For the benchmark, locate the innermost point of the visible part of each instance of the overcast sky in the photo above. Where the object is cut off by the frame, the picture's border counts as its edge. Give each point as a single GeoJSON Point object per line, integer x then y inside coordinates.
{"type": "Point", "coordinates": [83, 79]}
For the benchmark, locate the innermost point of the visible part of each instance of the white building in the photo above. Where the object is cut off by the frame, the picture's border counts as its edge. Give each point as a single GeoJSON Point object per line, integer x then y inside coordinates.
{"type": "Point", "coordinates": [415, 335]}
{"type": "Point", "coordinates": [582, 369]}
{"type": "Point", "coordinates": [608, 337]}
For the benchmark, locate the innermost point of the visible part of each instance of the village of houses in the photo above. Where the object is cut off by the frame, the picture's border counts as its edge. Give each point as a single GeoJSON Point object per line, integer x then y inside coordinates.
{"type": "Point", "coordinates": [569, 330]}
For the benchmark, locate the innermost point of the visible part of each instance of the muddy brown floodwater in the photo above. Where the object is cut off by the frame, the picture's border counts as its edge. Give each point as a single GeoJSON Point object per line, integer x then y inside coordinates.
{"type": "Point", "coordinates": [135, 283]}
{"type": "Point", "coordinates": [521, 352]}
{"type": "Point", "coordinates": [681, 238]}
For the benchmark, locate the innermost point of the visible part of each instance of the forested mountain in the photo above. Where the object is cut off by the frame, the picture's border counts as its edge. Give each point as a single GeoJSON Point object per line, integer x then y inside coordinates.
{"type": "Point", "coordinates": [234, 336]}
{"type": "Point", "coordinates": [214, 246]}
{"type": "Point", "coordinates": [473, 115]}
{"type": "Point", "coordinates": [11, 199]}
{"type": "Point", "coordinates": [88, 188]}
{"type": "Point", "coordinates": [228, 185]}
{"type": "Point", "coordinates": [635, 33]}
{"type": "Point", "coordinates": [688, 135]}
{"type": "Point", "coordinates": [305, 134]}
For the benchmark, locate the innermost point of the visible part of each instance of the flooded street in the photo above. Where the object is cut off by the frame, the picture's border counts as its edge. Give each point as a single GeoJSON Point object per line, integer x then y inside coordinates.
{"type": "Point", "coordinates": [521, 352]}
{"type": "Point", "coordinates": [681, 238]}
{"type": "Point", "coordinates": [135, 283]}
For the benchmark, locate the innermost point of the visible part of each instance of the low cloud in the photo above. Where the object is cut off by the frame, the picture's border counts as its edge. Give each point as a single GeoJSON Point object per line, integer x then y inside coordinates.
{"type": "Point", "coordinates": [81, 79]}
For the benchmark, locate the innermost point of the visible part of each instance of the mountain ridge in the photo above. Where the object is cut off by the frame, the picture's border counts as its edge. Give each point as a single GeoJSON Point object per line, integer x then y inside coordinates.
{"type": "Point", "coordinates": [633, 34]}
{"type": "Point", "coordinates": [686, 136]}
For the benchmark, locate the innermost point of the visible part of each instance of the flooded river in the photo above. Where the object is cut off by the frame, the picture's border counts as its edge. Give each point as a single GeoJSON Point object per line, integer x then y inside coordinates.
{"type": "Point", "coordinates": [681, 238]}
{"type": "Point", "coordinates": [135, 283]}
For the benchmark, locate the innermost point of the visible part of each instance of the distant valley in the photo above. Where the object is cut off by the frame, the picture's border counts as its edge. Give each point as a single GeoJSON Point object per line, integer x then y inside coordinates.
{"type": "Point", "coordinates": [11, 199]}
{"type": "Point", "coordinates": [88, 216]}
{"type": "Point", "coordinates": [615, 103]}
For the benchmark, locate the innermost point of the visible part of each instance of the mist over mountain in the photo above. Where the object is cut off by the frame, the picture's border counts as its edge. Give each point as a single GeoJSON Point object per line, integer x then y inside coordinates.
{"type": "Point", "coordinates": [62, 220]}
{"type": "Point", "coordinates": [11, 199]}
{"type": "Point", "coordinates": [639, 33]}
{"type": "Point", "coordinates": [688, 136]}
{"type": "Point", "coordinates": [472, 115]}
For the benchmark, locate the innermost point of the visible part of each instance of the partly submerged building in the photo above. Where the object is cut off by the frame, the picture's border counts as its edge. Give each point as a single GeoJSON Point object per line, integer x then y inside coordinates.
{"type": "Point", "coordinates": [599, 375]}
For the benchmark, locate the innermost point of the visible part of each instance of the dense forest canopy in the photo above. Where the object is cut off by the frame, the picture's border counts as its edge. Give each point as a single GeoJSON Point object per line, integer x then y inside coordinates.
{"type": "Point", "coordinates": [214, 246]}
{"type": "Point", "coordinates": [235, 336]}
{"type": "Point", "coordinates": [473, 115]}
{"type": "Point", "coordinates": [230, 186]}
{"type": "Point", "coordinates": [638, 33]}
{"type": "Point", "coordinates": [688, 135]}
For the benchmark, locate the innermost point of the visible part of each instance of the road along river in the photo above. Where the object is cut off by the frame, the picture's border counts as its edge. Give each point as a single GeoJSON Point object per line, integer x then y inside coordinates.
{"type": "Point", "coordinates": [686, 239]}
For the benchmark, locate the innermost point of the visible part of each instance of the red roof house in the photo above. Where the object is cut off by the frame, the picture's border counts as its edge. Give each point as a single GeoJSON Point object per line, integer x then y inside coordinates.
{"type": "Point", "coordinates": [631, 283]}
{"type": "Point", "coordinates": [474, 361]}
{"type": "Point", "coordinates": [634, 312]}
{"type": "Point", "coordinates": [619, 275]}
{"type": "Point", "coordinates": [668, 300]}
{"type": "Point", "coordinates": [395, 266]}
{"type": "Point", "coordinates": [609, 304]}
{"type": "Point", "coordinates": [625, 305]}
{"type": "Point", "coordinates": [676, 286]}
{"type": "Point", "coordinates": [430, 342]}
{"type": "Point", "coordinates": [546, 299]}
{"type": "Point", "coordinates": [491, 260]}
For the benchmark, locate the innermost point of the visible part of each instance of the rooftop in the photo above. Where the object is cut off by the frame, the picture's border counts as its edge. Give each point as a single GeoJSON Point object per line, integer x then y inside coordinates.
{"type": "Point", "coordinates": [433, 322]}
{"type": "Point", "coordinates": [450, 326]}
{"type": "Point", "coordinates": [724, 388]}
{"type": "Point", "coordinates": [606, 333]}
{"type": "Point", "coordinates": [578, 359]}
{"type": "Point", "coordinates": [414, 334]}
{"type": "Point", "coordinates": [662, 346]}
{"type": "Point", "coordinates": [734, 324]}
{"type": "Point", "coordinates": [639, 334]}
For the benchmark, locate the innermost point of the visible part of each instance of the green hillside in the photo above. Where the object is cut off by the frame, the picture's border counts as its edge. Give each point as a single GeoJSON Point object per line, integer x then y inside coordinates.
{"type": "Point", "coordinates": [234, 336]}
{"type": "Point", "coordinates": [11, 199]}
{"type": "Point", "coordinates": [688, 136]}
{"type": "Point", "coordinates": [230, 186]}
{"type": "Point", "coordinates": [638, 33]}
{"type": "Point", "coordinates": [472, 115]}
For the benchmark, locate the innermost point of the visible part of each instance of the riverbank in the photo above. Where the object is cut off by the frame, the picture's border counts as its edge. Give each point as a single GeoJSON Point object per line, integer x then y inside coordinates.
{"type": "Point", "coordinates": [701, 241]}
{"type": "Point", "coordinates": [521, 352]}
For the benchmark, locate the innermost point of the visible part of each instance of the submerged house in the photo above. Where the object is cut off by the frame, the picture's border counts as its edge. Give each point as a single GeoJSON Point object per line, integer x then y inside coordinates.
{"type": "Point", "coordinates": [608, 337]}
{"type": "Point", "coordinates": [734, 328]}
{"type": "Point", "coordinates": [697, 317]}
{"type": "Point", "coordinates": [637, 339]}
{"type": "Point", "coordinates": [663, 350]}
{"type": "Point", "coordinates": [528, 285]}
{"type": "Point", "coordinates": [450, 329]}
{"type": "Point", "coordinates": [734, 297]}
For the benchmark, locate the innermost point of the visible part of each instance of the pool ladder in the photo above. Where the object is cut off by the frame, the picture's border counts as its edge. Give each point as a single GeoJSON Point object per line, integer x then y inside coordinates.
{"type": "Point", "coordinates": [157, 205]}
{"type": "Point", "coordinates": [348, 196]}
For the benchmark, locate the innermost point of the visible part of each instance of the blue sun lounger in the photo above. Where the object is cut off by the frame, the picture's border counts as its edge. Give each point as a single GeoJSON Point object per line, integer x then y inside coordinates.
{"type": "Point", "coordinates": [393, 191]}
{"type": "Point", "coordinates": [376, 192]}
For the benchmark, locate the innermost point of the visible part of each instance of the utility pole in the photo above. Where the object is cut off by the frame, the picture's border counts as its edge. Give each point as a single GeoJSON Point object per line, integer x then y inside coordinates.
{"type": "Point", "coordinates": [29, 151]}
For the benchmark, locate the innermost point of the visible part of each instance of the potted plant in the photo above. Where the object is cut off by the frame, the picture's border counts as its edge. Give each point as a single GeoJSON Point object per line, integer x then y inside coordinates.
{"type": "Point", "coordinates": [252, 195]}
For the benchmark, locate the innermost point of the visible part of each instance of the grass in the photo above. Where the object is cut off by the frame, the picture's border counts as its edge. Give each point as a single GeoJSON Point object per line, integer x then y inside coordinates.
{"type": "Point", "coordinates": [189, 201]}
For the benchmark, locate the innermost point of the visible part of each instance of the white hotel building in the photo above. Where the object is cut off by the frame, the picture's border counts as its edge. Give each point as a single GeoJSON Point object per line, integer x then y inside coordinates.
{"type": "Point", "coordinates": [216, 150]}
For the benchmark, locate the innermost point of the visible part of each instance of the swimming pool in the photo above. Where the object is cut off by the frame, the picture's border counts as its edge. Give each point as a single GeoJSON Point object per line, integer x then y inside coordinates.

- - - - -

▶ **Aim of the task**
Repeat, without change, each line of the data above from the one that contains "of the blue" through the final line, counting both.

▶ **Answer below**
For the benchmark, locate the innermost point of the visible part of each instance of the blue sun lounger in the photo above. Where the object is cut off by the frame, the picture's border counts as its edge. Give each point as a single GeoJSON Point object per line, integer x then y inside coordinates.
{"type": "Point", "coordinates": [393, 191]}
{"type": "Point", "coordinates": [376, 192]}
For the benchmark, locate the innermost point of the visible part of each instance of the utility pole in the photo above. Where the object is cut off by the frame, the picture's border counts as its edge. Give each point as a single GeoJSON Point object per line, integer x then y inside coordinates.
{"type": "Point", "coordinates": [29, 151]}
For the benchmark, locate the innermost point of the visible part of each instance of the potted plant in the photo above. Where the object is cut off by the frame, the picture's border counts as its edge. Give each point as a single GeoJSON Point object per line, integer x then y inside coordinates.
{"type": "Point", "coordinates": [252, 195]}
For the benchmark, locate the innermost point of the visible part of each instance of the grass in the photo above. Where the object is cut off by the frame, the picture's border counts as its edge. Give each point as a single GeoJSON Point object per line, integer x then y inside coordinates.
{"type": "Point", "coordinates": [189, 201]}
For the benchmark, locate the innermost point of the visible part of each instance of the white hotel building in the photo above. Where the object is cut off by the frame, the picture's border counts as its edge. Give each point as a single GeoJSON Point object per line, integer x then y inside coordinates.
{"type": "Point", "coordinates": [216, 150]}
For the benchmark, locate the innermost point of the visible part of each instance of the swimming pool in the photo above. Where the object is cut off by the frame, the picture's border counts as its edge. Give each point as a single GeoJSON Point object per line, integer x then y inside coordinates.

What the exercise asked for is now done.